GIVEN PASSAGE:
* Begin *
I guess that most of developers work more on single components than on whole pages, so I think that having the isolated results for a specific component is way more effective. Especially on larg(er) sites with lots of components.
Example of prompt is : get snapshot for #main-nav which would then return (pseudo):
uid=1_0 navigation
uid=1_1 ul
uid=1_2 li
uid=1_3 link "Home" current page
...
cc @natorion w.r.t. the token reduction
I think it makes sense to have something like this. I wonder how an AI agent would make use of it though. They would need to be instructed to prefer this mechanism.
@BogdanCerovac can you share some more concrete use cases and example prompts you are using?
@natorion - leaving AI to interpret conversion of DOM structure (HTML + CSS + JS layers together) to accessibility/semantic structure (I like to use the term accessibility tree) is prone to misinterpretation, deprecated info, and obviously, like always to hallucinations etc. Having MCPs to provide the reality - including automatic accessibility testing tools (old school, static analysis) -
and an MCP that provides semantic structure (the motivation for this exact (sub-)feature (the whole tree is now possible already thanks to you folks, thanks)) adds to best context for AI possible (and also further automation ofc.).
Getting whole tree of a complex application (or page) is not efficient if we just work on a single sub-tree (often the case for developers). Sure, we can make own abstractions and regexes etc. to derive the info from the whole tree, but it is not optimal and prone to other issues.
* End *
EXERCISE TASK:
Carry on the forum thread about getting an accessibility tree snapshot for a single component, starting right after its last post.

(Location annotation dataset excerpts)
* Begin *
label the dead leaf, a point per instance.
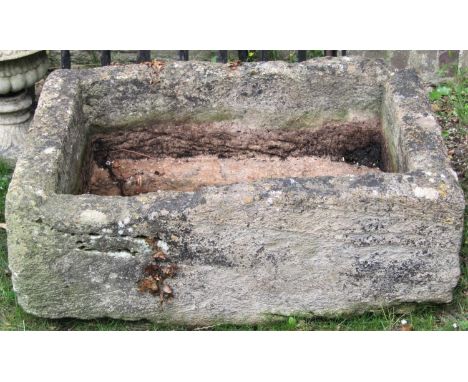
(159, 256)
(167, 289)
(169, 270)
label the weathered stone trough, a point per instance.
(200, 193)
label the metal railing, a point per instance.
(222, 56)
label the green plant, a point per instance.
(451, 98)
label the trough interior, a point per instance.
(187, 155)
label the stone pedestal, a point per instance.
(19, 71)
(15, 116)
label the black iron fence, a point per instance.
(222, 56)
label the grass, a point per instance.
(449, 106)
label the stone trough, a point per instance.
(202, 193)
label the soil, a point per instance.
(185, 157)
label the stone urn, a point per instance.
(19, 71)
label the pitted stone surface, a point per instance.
(244, 251)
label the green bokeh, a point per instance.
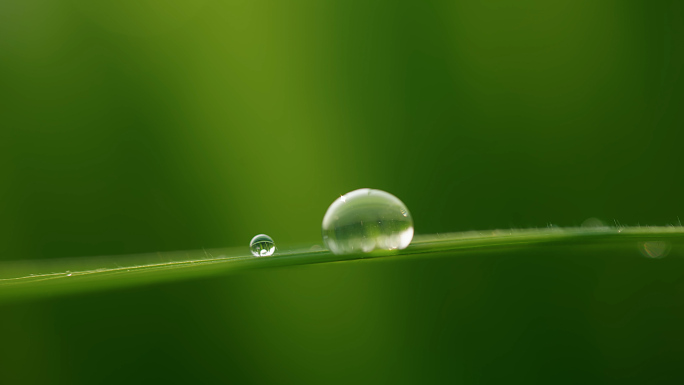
(143, 126)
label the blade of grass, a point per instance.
(46, 278)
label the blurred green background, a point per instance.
(147, 125)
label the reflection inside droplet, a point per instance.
(654, 249)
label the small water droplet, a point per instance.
(654, 249)
(365, 220)
(262, 245)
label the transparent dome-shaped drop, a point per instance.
(365, 220)
(262, 246)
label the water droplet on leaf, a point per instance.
(654, 249)
(365, 220)
(262, 245)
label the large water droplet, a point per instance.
(365, 220)
(654, 249)
(262, 245)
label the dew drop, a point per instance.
(654, 249)
(365, 220)
(262, 245)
* End *
FINAL RESULT:
2 use cases come to mind, but this opens for a lot more, I believe:
-
as mentioned - AI augmented development with classical static analysis and lint + this (and ideally RAG),
get snapshot of #header-nav a.current>aria-current page potentially missing, added>get snapshot of #header-nav a.currentfixed state -
automatic testing & remediation suggestion of complex flows (end to end with states of the app) - where AI can try to fix things a bit more effective due to proper context),
get snapshot of #header-nav .hamburger>potential button detected, missing role and name, fixing...>get snapshot of #header-nav .hamburger-fixed, div changed to button, added screen reader only label, TODO checking design MCP for design tokens...
Basically having the Puppeteer root feature directly in the MCP, to save the tokens and the parsing of whole tree to find our desired part.